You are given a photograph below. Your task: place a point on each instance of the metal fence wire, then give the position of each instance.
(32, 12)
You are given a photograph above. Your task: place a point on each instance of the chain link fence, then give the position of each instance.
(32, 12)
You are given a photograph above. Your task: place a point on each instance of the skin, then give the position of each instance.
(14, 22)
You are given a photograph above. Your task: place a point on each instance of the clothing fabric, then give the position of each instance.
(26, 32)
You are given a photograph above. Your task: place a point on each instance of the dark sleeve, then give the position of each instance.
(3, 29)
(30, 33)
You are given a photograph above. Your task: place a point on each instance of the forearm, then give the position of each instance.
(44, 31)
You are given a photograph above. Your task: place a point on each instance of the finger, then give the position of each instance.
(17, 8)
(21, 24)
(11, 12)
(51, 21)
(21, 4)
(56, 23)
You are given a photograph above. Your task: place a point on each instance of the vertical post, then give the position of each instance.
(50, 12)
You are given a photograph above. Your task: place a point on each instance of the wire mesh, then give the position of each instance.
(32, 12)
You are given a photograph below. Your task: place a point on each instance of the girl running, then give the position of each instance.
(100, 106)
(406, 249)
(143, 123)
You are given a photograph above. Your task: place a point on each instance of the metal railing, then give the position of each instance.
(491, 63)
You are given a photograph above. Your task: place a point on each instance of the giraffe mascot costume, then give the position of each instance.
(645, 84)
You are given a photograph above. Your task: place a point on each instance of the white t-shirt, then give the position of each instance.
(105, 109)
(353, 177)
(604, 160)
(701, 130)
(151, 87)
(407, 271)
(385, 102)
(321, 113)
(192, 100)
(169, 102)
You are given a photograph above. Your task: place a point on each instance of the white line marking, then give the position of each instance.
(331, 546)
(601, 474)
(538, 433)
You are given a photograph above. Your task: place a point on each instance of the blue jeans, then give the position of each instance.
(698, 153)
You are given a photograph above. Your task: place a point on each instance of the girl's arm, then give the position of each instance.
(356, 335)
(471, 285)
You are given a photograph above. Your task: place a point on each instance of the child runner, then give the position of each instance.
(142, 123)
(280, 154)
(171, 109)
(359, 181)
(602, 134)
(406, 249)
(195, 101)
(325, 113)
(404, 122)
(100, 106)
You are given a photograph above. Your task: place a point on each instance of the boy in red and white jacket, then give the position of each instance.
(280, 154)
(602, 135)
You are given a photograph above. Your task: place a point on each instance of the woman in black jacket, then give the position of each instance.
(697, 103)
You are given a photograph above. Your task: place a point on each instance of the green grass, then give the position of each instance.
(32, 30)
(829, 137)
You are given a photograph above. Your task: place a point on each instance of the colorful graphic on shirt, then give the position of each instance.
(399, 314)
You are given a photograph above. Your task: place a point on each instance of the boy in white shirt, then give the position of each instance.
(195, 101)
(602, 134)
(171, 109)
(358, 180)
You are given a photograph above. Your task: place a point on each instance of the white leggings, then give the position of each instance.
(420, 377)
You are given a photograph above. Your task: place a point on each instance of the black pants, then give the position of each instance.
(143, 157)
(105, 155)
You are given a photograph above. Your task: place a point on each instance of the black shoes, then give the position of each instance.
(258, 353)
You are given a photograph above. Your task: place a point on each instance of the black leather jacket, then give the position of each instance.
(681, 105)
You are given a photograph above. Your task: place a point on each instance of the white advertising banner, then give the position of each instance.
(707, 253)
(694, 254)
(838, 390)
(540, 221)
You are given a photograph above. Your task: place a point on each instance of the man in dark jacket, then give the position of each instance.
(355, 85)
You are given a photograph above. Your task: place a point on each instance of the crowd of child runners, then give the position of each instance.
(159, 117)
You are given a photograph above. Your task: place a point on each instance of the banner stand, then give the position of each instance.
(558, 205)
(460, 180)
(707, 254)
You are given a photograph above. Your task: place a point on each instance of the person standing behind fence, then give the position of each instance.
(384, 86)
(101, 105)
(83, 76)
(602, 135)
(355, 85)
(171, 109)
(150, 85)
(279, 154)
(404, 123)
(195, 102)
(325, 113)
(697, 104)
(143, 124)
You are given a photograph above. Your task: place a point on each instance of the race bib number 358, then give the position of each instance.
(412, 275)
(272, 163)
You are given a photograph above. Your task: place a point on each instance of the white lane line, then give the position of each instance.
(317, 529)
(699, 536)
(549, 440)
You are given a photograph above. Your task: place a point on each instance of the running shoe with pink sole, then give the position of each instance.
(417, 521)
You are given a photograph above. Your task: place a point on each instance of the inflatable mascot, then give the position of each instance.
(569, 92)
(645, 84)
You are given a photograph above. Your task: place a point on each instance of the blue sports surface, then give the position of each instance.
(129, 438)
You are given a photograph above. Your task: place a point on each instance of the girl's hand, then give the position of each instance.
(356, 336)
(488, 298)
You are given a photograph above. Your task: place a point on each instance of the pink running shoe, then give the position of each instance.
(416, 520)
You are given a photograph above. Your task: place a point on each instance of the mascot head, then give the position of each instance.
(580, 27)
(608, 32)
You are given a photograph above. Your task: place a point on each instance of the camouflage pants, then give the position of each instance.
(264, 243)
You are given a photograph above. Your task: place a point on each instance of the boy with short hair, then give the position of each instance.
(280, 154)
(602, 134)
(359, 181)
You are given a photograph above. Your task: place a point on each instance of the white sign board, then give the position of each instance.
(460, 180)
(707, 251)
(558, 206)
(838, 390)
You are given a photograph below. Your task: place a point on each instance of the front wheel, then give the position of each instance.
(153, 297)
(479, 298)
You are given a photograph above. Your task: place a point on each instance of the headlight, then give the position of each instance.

═══

WHAT IS REQUIRED> Print the records above exactly as they appear.

EXERCISE ANSWER>
You are given a photograph below. Your task: place a point on each instance of the metal fence wire, then give the position of each instance.
(32, 12)
You are given a photograph above. Your task: place a point on each instance of the chain link fence, then give the position of each instance.
(32, 12)
You are given a photograph above. Your task: place a point on each instance of the skin, then give the position of each instance.
(14, 22)
You are given a photograph above. Your task: place a point on each instance of the clothing fabric, then give the position of each instance.
(26, 32)
You are given a photograph above. Your task: place a point on each instance of the dark sleeve, then give the position of each instance.
(3, 29)
(30, 33)
You are given a photograph above. Your task: place a point on each instance of the forearm, then give the position of each instance.
(44, 31)
You are given a photograph above. Your task: place a point on each instance of the finger, then give the position of each instance.
(17, 8)
(21, 24)
(11, 12)
(51, 21)
(21, 4)
(56, 23)
You are given a photograph above. Your task: place a point on each instance of the vertical post, then give the position of each instance.
(50, 12)
You are given a photograph above. Your task: place a point on each instance of the wire mesh, then give the position of each instance.
(32, 12)
You are given a photograph below. Your task: place a point on each instance of the girl running, then give the position of each instance.
(100, 106)
(406, 249)
(143, 123)
You are given a photograph above. Your task: place a point on each instance of the metal railing, then give the position of each instance.
(491, 63)
You are given a photograph above. Your task: place a point on each instance of the giraffe mascot costume, then give the position of each instance.
(645, 84)
You are given a photograph above. Your task: place a point on each instance of the white t-shirt, then give the position of each instance.
(105, 109)
(353, 177)
(604, 160)
(701, 130)
(151, 87)
(407, 271)
(385, 102)
(321, 113)
(192, 100)
(169, 102)
You are given a photograph above. Your task: place a point on each instance of the white line marking, then give the position of each instance.
(331, 546)
(601, 474)
(538, 433)
You are given a photograph above. Your task: place a point on each instance of the blue jeans, then give the position of each instance.
(698, 153)
You are given a photograph above. Your task: place a point on each instance of the girl's arm, then give the position of each instance.
(356, 335)
(471, 285)
You are given a photograph above. Your task: place a point on each instance of the child runner, then give the position of each instance.
(142, 123)
(280, 154)
(171, 109)
(359, 181)
(602, 134)
(406, 249)
(195, 101)
(325, 113)
(404, 122)
(100, 106)
You are given a photograph above. Your task: place a point on each instance of the boy in red and white jacket, then give the position of each instance.
(280, 154)
(602, 135)
You are given a photograph above. Your task: place a point on each instance of the woman in black jacket, then give the position of each instance.
(697, 103)
You are given a photograph above. Your task: place a point on each instance of the green grass, then give the position of each instance.
(32, 30)
(829, 137)
You are given a photograph above. Your task: place a point on each instance of the colorful graphic on shirt, then give the position of each instance.
(399, 314)
You are given a photograph above. Your task: place a point on each instance of the boy in white shirt, then give the position of each instance.
(195, 101)
(602, 134)
(171, 109)
(358, 180)
You are given a photograph above. Your task: place a point on each instance of the white leggings, then give the position of each instance.
(420, 377)
You are given a photograph above. Your task: place a point on each instance of the black pants, then give the position of each instance.
(143, 157)
(105, 155)
You are given a photograph above. Your task: place a point on each instance of the black shoes, then give the position of each instance.
(258, 353)
You are given a photograph above. Your task: place a point on each instance of the black leather jacket, then give the position of each instance.
(681, 105)
You are given a photograph above. Your task: place a point on each instance of the white advertising banner, then give the position of each instance.
(707, 253)
(694, 254)
(838, 390)
(540, 221)
You are given a photograph above. Your task: place a point on each instance of the man in dark jacket, then give the position of each instance.
(355, 85)
You are given a photograph above. Your task: place a point on each instance of the crowd of child runners, then give the position of each instance.
(159, 117)
You are given a photograph above. Your task: place a point on each instance of the banner stand, then give the position of each instance.
(558, 205)
(460, 180)
(707, 254)
You are given a photograph above. Your task: place a point on each instance of the person standing behind fence, then give the position of each instance.
(384, 86)
(101, 105)
(83, 76)
(602, 135)
(355, 85)
(171, 109)
(150, 85)
(279, 154)
(404, 123)
(195, 102)
(325, 113)
(697, 104)
(143, 124)
You are given a photograph above. Your task: place a point on each instance of the race bib number 358, then give the position of each instance.
(412, 275)
(272, 163)
You are given a photograph above. Your task: place a point on each instance of the white lane line, then give the position of each instance.
(317, 529)
(699, 536)
(549, 440)
You are given a photograph above. Your task: place a point on each instance of the running shoe with pink sole, then give the position of each instance.
(417, 521)
You are given a photograph above. Your task: place a point on each instance of the inflatable mascot, then give the position of each instance.
(569, 92)
(645, 84)
You are given a photograph above. Your task: place a point on each instance of the blue sports surface, then give the position of each instance.
(129, 438)
You are given a photograph above. Your task: place a point on each instance of the girl's hand, then give the position of each instance.
(356, 336)
(488, 298)
You are given a photograph above. Your task: place a point on each instance of the pink running shoe, then give the position of each instance.
(416, 520)
You are given a photograph above. Your task: place a point on each instance of the mascot head, then give the position of each instance.
(580, 27)
(608, 32)
You are given a photograph above. Your task: place a point on each instance of the camouflage pants, then give the position of each instance.
(264, 243)
You are given a photograph above. Your task: place a point on each instance of the boy with short hair, then give the position of each instance.
(280, 154)
(602, 134)
(359, 181)
You are given a photograph above. Your task: place a point on each instance of the white sign board, then give the position of each instance.
(460, 180)
(707, 251)
(558, 206)
(838, 390)
You are given a photograph below. Your task: place a point on each instance of the front wheel, then give the position of each instance.
(153, 297)
(479, 298)
You are given a photograph above. Your task: place a point on each instance of the headlight, then give the position of each instance.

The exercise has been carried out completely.